**Reading text:**
►

The so-called Equality Act — passed Thursday by the U.S. House of Representatives — disguises itself as toleration and empowerment. But under the mask, it’s one of the most anti-religious and dangerous pieces of legislation in our nation’s history — promising to harm women and children, radically alter the legal landscape and threaten religious communities.

The bill’s supporters claim they’re doing great good by adding the categories of sexual orientation and gender identity to federal civil rights law. But the far left is obscuring the implications of their vote. Maybe that’s why they’ve skipped the normal committee process — eliminating the opportunity to invite expert testimony or in-depth criticism.

Despite these actions, the Equality Act deserves serious scrutiny and rigorous debate. As a woman, a mother, an attorney and a Christian, I oppose this dangerous and coercive legislation.

As a woman and a mother, the Equality Act poses profound threats to me and those I care about. It federalizes the idea that anyone who feels like or identifies as a woman must be treated exactly like a woman. My transgender neighbors certainly should be treated with dignity and respect. But choosing to eliminate “woman” or “female” as a meaningful category undermines decades of progress for women. It asserts the power of the federal government to spread adults’ sexual messages to children nationwide — regardless of state or local school district policy or parental convictions.

It’s puzzling for Glamour magazine to celebrate Caitlyn Jenner as “Woman of the Year” and problematic for Amazon or Target to ban books that tackle these complex topics. But it’s extreme for Congress to mandate that private spaces like showers and locker rooms be open to men who identify as women — like we’ve seen in Pennsylvania and Alaska. Or require girls to compete against boys who wish to be known as female — like we’ve seen in Connecticut, Hawaii and Idaho.

◄

Items drawn from a dataset

►

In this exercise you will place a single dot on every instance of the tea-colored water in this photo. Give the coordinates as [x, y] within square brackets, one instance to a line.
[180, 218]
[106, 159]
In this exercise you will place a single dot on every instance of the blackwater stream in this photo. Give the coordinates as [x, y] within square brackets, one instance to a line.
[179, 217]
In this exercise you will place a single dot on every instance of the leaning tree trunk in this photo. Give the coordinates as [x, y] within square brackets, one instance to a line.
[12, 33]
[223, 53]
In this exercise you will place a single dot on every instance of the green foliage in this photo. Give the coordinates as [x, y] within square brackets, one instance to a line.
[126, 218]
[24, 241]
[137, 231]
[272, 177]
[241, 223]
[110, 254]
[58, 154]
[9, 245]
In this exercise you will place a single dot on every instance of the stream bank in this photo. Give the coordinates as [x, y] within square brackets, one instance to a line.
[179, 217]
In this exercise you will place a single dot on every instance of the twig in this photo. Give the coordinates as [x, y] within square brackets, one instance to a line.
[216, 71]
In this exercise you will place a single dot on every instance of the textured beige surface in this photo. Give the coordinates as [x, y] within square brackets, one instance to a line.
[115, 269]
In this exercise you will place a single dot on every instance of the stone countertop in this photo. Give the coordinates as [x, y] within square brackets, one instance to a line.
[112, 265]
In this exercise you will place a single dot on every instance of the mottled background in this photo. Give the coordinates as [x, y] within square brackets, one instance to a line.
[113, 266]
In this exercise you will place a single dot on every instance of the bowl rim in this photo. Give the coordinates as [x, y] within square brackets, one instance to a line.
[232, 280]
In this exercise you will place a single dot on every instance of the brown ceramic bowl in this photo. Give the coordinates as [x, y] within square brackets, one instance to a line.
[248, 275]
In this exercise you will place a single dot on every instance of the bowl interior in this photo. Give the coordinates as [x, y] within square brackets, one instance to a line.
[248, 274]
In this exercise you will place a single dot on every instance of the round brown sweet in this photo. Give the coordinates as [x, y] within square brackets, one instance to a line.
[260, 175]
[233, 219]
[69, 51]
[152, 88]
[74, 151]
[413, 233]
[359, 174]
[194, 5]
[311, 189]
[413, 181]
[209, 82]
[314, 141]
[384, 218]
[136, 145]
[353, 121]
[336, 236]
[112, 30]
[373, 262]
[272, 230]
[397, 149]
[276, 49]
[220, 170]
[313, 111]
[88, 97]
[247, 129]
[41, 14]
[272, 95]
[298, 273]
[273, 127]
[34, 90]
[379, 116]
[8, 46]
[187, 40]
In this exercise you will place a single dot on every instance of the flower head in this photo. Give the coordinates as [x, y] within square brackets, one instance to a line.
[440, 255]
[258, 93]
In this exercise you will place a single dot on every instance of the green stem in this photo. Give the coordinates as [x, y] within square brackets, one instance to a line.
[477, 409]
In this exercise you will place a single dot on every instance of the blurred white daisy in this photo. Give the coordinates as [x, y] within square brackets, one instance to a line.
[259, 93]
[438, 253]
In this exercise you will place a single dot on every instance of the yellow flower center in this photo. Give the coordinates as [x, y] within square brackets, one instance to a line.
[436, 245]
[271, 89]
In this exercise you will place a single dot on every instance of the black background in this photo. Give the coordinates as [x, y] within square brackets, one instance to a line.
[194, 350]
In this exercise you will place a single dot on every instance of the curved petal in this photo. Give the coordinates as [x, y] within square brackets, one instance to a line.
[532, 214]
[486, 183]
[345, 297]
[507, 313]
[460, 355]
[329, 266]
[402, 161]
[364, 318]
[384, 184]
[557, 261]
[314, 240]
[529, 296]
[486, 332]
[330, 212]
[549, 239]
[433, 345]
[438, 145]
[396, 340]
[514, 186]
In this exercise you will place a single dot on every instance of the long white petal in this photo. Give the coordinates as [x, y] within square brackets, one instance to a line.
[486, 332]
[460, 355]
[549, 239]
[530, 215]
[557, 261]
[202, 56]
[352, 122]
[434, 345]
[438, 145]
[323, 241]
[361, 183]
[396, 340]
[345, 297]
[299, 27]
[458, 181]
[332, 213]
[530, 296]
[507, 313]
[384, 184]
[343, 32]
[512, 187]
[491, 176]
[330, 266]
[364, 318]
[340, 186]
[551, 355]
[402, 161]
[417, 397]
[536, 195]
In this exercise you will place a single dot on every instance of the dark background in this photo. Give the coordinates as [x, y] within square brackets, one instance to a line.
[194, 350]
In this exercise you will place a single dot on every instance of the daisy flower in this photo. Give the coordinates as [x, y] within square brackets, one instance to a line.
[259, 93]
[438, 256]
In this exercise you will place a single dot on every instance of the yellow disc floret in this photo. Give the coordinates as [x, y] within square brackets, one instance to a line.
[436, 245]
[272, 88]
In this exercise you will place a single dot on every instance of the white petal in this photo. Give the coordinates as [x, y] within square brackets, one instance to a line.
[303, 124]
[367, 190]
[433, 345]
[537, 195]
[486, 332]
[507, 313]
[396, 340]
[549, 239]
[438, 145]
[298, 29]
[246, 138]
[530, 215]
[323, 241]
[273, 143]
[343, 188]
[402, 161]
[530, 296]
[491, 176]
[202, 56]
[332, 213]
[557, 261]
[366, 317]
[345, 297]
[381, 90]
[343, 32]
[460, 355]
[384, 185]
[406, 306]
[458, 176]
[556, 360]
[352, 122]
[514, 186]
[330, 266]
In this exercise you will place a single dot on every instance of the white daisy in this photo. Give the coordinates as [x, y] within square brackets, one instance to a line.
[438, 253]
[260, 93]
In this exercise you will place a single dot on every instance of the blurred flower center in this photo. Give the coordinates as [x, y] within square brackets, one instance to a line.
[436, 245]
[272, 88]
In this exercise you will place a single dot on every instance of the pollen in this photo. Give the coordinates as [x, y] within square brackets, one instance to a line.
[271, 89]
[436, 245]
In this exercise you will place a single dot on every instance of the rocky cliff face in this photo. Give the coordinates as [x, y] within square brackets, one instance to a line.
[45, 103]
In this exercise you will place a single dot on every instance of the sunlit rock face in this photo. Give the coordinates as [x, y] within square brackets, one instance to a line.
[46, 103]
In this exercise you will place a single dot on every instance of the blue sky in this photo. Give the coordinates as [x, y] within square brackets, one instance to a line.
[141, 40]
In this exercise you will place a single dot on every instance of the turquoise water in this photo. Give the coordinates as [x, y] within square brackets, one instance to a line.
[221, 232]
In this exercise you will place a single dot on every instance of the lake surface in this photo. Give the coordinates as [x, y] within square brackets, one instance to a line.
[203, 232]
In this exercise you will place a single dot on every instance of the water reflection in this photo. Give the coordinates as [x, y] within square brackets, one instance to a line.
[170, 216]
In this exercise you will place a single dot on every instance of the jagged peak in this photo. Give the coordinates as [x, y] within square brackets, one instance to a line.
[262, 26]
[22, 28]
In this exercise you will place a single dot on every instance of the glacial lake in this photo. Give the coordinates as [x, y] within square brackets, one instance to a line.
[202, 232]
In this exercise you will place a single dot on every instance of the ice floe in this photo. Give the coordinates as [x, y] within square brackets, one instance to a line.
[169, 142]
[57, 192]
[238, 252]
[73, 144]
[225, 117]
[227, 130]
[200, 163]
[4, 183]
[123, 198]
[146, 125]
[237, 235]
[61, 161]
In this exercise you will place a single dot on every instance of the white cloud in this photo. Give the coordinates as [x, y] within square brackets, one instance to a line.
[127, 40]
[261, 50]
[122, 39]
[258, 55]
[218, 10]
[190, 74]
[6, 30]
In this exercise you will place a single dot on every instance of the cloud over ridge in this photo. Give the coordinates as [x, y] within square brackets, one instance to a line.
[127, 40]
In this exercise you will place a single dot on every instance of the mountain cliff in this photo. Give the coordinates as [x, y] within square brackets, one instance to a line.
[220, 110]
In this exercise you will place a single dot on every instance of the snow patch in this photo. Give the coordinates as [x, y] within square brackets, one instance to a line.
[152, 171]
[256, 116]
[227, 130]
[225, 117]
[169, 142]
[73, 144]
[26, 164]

◄

**Stated goal A:** In the Equality Act commentary, why does the author say the Act poses threats to her as a woman and a mother? Answer in one to three sentences.
**Stated goal B:** Print the passage of the Equality Act commentary from "Despite these actions, the" up to and including "or parental convictions.".

**Output A:** The author says the Act federalizes the idea that anyone who feels like or identifies as a woman must be treated exactly like a woman, which she argues undermines decades of progress for women by eliminating "woman" or "female" as a meaningful category. She also says it asserts the power of the federal government to spread adults' sexual messages to children nationwide, regardless of state or local school district policy or parental convictions.

**Output B:**
Despite these actions, the Equality Act deserves serious scrutiny and rigorous debate. As a woman, a mother, an attorney and a Christian, I oppose this dangerous and coercive legislation.

As a woman and a mother, the Equality Act poses profound threats to me and those I care about. It federalizes the idea that anyone who feels like or identifies as a woman must be treated exactly like a woman. My transgender neighbors certainly should be treated with dignity and respect. But choosing to eliminate “woman” or “female” as a meaningful category undermines decades of progress for women. It asserts the power of the federal government to spread adults’ sexual messages to children nationwide — regardless of state or local school district policy or parental convictions.